> Material for this task:

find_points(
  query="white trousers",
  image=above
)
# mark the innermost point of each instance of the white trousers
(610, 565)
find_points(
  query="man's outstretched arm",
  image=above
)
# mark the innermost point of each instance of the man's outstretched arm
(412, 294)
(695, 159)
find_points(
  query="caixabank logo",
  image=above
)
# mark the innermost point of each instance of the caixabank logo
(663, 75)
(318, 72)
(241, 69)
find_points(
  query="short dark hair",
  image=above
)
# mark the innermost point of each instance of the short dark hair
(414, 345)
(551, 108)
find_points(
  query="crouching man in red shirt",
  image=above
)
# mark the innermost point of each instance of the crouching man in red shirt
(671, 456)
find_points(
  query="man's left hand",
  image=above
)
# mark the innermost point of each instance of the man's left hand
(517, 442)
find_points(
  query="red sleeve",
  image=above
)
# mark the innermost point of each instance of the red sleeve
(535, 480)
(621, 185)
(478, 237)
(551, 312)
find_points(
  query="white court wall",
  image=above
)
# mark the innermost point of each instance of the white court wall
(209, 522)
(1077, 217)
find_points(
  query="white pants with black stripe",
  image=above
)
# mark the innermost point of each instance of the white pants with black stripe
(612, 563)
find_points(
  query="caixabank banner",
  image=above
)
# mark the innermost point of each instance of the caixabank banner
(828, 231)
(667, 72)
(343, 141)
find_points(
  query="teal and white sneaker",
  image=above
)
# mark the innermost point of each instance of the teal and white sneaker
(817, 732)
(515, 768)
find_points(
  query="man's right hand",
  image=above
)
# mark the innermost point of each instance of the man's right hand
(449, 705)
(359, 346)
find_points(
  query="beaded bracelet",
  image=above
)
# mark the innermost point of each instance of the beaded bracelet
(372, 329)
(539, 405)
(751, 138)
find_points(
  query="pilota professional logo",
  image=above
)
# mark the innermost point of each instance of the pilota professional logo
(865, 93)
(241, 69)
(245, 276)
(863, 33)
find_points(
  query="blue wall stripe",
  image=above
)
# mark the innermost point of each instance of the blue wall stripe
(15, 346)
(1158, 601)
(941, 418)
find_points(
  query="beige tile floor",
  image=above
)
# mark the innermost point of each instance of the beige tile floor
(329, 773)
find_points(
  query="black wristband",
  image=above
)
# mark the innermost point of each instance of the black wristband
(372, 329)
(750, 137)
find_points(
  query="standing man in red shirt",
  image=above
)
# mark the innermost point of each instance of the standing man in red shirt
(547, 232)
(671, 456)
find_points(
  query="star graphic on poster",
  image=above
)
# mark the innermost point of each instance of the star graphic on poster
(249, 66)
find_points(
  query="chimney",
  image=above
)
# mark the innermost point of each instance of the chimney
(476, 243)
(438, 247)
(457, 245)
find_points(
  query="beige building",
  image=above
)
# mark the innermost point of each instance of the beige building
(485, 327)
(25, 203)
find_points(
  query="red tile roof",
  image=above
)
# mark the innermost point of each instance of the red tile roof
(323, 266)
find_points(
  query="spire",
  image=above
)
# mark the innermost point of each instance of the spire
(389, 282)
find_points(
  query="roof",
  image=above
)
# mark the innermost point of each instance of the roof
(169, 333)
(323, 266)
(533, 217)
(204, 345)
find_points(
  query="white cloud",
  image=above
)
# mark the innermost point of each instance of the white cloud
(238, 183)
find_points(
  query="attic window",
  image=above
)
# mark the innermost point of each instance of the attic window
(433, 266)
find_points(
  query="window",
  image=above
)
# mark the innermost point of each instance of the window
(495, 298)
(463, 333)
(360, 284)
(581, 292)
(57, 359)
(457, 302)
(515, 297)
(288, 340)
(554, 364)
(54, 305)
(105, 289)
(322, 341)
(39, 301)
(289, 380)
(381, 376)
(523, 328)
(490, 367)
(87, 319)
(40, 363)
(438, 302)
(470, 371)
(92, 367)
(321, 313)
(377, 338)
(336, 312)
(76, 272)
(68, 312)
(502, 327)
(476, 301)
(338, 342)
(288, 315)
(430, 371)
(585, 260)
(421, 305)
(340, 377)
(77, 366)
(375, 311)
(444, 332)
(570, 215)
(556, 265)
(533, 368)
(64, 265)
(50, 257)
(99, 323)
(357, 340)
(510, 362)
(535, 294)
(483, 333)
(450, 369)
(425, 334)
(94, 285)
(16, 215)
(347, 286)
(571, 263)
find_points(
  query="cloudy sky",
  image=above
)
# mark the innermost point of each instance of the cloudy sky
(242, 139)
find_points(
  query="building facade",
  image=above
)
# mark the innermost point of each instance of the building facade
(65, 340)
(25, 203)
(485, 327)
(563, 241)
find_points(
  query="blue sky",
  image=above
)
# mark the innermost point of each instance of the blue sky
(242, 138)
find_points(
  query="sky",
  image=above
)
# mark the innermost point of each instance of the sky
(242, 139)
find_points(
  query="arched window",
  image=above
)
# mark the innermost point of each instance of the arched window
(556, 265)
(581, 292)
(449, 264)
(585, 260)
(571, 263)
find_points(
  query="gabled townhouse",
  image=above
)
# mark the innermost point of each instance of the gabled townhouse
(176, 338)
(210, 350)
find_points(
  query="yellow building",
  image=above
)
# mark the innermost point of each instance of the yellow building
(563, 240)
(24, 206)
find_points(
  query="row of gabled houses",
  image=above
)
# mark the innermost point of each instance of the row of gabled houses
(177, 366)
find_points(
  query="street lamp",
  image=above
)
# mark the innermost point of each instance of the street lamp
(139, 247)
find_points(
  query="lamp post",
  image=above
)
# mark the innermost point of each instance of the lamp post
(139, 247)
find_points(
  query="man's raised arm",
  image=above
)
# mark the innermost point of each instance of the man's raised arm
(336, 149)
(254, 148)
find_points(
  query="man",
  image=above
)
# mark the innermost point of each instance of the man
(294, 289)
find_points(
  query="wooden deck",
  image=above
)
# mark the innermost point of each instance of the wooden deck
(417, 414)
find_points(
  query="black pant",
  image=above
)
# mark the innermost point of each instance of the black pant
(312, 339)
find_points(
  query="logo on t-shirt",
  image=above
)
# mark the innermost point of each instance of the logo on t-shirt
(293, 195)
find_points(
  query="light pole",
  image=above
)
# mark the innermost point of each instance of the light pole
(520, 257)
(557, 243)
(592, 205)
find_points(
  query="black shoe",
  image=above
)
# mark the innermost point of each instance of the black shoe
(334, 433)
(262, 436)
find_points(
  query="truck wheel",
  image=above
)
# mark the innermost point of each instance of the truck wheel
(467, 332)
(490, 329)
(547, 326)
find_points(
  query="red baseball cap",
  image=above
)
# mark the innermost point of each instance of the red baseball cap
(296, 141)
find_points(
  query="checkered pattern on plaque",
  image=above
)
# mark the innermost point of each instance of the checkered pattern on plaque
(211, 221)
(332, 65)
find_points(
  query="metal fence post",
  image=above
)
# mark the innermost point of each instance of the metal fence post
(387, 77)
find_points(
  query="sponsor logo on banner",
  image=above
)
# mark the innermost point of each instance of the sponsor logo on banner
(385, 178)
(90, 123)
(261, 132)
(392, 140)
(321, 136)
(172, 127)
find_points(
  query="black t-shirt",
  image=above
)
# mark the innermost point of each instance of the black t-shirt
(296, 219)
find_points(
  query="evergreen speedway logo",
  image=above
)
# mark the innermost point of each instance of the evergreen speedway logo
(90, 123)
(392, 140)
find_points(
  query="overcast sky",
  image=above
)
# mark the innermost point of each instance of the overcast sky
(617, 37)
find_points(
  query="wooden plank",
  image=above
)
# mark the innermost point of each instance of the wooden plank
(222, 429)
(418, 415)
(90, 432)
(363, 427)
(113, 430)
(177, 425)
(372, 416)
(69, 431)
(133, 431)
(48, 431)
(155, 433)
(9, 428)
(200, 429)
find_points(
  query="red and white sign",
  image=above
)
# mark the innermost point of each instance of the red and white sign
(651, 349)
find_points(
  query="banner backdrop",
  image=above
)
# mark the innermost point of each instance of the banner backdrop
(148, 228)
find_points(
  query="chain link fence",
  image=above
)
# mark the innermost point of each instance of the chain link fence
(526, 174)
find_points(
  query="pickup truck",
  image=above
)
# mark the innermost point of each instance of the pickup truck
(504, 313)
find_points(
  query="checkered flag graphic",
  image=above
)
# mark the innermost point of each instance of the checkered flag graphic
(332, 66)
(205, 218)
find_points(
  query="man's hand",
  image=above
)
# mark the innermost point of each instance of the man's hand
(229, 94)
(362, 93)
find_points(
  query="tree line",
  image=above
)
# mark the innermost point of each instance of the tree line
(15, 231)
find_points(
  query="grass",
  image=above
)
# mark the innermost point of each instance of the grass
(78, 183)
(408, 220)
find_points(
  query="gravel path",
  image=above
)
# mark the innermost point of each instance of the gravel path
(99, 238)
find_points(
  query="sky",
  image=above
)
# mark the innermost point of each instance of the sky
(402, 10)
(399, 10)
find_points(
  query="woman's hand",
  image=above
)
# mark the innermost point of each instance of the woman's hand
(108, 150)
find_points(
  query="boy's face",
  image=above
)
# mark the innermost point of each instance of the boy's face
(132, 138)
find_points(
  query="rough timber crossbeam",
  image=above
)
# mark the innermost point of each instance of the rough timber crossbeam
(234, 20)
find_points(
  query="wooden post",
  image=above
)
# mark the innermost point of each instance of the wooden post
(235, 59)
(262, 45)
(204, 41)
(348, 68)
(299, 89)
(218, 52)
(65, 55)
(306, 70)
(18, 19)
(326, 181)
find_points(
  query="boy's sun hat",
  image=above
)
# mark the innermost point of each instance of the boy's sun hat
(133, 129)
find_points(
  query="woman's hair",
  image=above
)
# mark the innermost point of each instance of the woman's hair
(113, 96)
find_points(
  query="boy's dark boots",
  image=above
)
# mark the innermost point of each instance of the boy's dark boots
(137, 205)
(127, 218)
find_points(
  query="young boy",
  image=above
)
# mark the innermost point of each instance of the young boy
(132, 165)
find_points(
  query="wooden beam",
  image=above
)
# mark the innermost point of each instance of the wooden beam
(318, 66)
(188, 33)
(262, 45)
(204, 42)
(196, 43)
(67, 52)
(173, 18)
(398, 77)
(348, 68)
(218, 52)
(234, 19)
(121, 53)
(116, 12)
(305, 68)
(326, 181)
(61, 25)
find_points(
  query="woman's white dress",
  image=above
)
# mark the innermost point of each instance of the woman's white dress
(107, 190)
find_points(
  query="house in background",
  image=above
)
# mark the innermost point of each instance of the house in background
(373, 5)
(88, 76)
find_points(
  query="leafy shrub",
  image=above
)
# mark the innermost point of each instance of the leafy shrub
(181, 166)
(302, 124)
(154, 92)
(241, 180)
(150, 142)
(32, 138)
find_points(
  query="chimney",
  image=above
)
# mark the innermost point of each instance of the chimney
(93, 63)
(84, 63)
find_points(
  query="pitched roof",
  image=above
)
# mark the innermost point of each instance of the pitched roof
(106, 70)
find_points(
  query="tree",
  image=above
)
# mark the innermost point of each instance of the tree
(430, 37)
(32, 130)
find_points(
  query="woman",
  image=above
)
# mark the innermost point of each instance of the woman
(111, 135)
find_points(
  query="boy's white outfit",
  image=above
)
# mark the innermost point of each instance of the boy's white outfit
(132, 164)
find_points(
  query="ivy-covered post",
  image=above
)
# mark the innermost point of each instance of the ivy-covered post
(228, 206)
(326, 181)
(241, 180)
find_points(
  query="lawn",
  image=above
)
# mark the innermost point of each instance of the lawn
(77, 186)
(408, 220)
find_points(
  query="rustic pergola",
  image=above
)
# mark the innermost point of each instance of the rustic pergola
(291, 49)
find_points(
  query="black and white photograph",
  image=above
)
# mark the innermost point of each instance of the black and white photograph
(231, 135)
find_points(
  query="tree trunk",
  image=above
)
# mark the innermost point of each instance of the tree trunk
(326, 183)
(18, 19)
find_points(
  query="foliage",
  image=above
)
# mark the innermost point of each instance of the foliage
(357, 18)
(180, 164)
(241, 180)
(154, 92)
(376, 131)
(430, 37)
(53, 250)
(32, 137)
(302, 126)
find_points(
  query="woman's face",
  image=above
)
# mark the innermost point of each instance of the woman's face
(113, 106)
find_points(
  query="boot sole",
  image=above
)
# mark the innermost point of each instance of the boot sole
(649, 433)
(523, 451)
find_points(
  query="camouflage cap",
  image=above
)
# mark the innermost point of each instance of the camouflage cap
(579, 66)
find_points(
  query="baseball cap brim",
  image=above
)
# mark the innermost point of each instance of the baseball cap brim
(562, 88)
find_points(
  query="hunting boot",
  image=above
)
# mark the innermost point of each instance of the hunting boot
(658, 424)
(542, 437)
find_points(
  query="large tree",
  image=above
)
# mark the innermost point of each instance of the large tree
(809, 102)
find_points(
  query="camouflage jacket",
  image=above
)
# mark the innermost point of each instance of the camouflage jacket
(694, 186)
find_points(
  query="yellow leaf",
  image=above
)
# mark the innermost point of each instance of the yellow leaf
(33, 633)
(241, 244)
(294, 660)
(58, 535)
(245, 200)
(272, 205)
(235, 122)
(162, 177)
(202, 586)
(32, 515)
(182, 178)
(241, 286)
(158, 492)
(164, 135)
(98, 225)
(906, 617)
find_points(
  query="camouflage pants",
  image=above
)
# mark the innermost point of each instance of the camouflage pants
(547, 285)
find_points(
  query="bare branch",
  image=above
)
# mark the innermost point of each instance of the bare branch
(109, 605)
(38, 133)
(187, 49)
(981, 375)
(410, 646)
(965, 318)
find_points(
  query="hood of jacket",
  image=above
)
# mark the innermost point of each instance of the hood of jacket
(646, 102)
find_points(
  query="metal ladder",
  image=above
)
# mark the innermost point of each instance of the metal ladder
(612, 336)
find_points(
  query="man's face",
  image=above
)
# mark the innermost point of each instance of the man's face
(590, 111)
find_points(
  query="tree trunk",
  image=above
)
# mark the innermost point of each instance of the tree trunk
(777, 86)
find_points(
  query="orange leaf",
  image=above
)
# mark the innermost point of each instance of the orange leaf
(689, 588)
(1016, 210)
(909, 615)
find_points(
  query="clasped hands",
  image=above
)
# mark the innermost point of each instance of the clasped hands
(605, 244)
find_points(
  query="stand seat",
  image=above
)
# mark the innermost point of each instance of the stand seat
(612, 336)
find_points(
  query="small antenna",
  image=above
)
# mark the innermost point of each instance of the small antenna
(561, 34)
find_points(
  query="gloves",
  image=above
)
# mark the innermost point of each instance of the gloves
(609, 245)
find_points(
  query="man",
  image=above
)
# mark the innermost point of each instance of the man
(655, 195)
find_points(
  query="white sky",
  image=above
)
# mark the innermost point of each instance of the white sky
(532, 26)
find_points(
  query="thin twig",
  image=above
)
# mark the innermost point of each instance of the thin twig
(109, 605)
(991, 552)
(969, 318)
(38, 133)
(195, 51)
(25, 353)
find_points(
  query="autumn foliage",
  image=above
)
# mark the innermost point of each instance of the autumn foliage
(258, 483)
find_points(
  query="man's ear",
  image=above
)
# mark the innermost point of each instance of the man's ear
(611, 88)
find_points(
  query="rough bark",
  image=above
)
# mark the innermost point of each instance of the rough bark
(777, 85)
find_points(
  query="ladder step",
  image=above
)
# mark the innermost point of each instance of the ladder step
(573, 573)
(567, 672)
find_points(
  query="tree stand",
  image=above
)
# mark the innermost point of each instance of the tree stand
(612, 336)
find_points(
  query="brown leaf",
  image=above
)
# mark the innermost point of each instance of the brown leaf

> What to do:
State the number of lines above that hold the string "brown", with nothing added.

> Solved exercise:
2